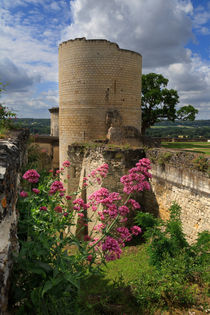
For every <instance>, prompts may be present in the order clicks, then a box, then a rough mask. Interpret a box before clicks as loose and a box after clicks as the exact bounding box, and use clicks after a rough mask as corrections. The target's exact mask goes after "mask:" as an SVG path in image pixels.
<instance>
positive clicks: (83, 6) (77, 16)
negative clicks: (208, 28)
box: [62, 0, 210, 119]
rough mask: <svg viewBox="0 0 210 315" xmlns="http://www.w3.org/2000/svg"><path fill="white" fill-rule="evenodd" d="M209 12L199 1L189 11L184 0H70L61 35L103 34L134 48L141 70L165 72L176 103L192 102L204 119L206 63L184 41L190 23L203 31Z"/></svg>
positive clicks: (205, 104) (190, 2) (206, 95)
mask: <svg viewBox="0 0 210 315" xmlns="http://www.w3.org/2000/svg"><path fill="white" fill-rule="evenodd" d="M209 14H210V13H209V12H205V11H204V8H203V7H200V8H199V10H196V11H195V10H194V8H193V5H192V2H191V1H190V0H180V1H179V0H174V1H171V0H147V1H143V0H130V1H127V0H106V1H104V0H75V1H74V2H73V3H72V6H71V15H72V18H73V23H72V24H71V25H70V26H68V27H67V28H66V29H65V30H64V32H63V37H62V39H63V40H67V39H73V38H75V37H84V36H85V37H86V38H87V39H90V38H105V39H108V40H110V41H114V42H117V43H118V44H119V46H120V47H121V48H126V49H131V50H134V51H138V52H140V53H141V54H142V56H143V72H144V73H148V72H156V73H162V74H163V75H165V76H166V77H167V78H168V79H169V87H170V88H175V89H177V90H178V93H179V95H180V105H185V104H192V105H194V106H195V107H196V108H198V109H200V111H201V113H200V117H201V118H203V119H204V118H206V116H205V115H203V114H202V113H206V109H207V110H209V111H210V91H209V86H210V78H209V73H210V69H209V64H207V63H206V62H204V61H202V60H201V58H200V57H199V56H195V55H193V54H192V52H191V51H190V50H189V49H186V48H184V47H185V46H186V45H187V43H188V42H189V41H190V40H192V39H194V35H193V33H192V28H193V26H194V27H196V28H197V29H199V31H200V32H203V33H204V32H206V33H207V32H208V29H207V27H204V24H205V23H206V22H207V21H208V19H209ZM205 108H206V109H205Z"/></svg>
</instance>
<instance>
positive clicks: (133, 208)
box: [127, 199, 141, 210]
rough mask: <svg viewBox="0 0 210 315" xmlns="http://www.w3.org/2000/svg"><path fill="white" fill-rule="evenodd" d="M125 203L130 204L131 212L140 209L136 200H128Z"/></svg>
mask: <svg viewBox="0 0 210 315" xmlns="http://www.w3.org/2000/svg"><path fill="white" fill-rule="evenodd" d="M127 203H130V204H131V206H132V208H133V210H135V209H140V208H141V206H140V204H139V203H138V202H137V201H136V200H134V199H129V200H128V201H127Z"/></svg>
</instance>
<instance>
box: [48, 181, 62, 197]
mask: <svg viewBox="0 0 210 315" xmlns="http://www.w3.org/2000/svg"><path fill="white" fill-rule="evenodd" d="M57 191H65V189H64V188H63V184H62V183H61V182H60V181H59V180H56V181H54V182H53V183H52V185H51V186H50V195H53V194H55V193H56V192H57Z"/></svg>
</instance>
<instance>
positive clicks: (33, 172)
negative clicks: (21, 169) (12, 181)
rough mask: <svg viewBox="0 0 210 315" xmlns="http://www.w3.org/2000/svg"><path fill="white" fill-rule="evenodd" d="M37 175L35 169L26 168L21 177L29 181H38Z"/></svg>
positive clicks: (33, 181) (35, 182) (39, 175)
mask: <svg viewBox="0 0 210 315" xmlns="http://www.w3.org/2000/svg"><path fill="white" fill-rule="evenodd" d="M39 177H40V175H39V173H37V171H36V170H33V169H32V170H28V171H27V172H25V174H24V175H23V178H24V179H26V180H27V181H28V182H29V183H38V181H39Z"/></svg>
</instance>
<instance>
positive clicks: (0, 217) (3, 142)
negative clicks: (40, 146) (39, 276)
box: [0, 130, 29, 315]
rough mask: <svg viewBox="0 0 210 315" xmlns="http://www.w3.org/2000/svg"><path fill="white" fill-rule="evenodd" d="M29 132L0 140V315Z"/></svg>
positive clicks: (5, 281) (8, 284) (4, 289)
mask: <svg viewBox="0 0 210 315" xmlns="http://www.w3.org/2000/svg"><path fill="white" fill-rule="evenodd" d="M28 136H29V133H28V131H26V130H23V131H20V132H19V131H18V132H16V133H15V134H13V135H12V137H11V138H9V139H8V140H0V314H1V315H4V314H6V309H7V299H8V290H9V281H10V277H9V276H10V271H11V268H12V259H11V258H12V254H13V253H14V252H15V251H17V250H18V242H17V235H16V232H17V213H16V201H17V197H18V192H19V191H18V190H19V187H18V186H19V181H20V170H21V167H22V165H23V163H24V161H25V158H26V154H25V153H26V144H27V139H28Z"/></svg>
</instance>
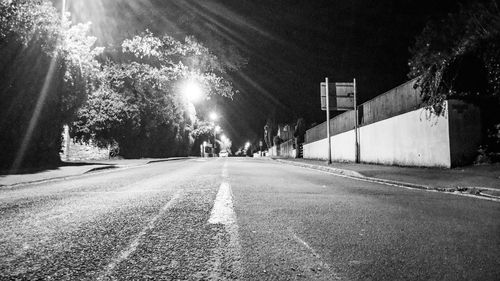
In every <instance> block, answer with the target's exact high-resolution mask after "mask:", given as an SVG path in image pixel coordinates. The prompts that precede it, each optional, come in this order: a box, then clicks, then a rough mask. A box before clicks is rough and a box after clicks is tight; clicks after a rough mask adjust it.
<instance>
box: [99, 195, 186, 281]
mask: <svg viewBox="0 0 500 281" xmlns="http://www.w3.org/2000/svg"><path fill="white" fill-rule="evenodd" d="M182 193H183V191H182V190H178V191H177V192H176V193H175V194H174V196H172V198H171V199H170V201H168V203H167V204H165V206H163V208H161V210H160V212H159V213H158V214H157V215H156V216H154V217H153V218H152V219H151V220H150V221H149V222H148V224H147V225H146V226H145V227H144V228H143V229H142V230H141V232H139V233H138V234H137V235H136V236H135V238H134V239H133V240H132V242H130V244H129V245H128V247H127V248H125V249H123V250H122V251H121V252H120V253H119V254H118V255H117V256H116V257H114V258H113V260H111V262H110V263H109V264H108V265H107V266H106V268H105V269H104V271H103V272H102V273H101V274H99V277H98V278H97V280H106V278H107V277H109V275H110V274H111V273H112V271H113V270H114V269H115V268H116V266H118V265H119V264H120V263H121V262H123V261H124V260H126V259H127V258H128V257H129V256H130V255H131V254H132V253H134V252H135V251H136V250H137V247H138V246H139V243H140V241H141V239H142V238H143V237H144V235H146V232H147V231H148V230H150V229H152V228H153V227H154V225H155V223H156V221H158V219H159V218H160V217H161V216H163V215H164V214H165V213H166V212H167V211H168V210H169V209H171V208H172V207H173V206H174V205H175V204H176V203H177V202H178V201H179V199H180V198H181V196H182Z"/></svg>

Exercise.
Lay out the entries as a Markdown table with the columns Row and Line, starting at the beginning of the entries and going through the line that contains "box: [62, 0, 210, 119]". Skip blank lines and leave the pictures out.

Exercise solution.
| Row | Line |
|---|---|
| 1 | For every <instance>, prompts may be present in the order clicks, then a box, then a rough mask. Interpret a box before clicks as loose and a box after clicks as the exact bounding box, and use clicks after a rough mask as corrections. The target's exact mask goes after "mask:" as an SVG path in image pixels. |
| 2 | <instance> |
| 3 | positive clicks: (83, 6) (77, 16) |
| 4 | negative clicks: (208, 28) |
| 5 | box: [62, 0, 210, 119] |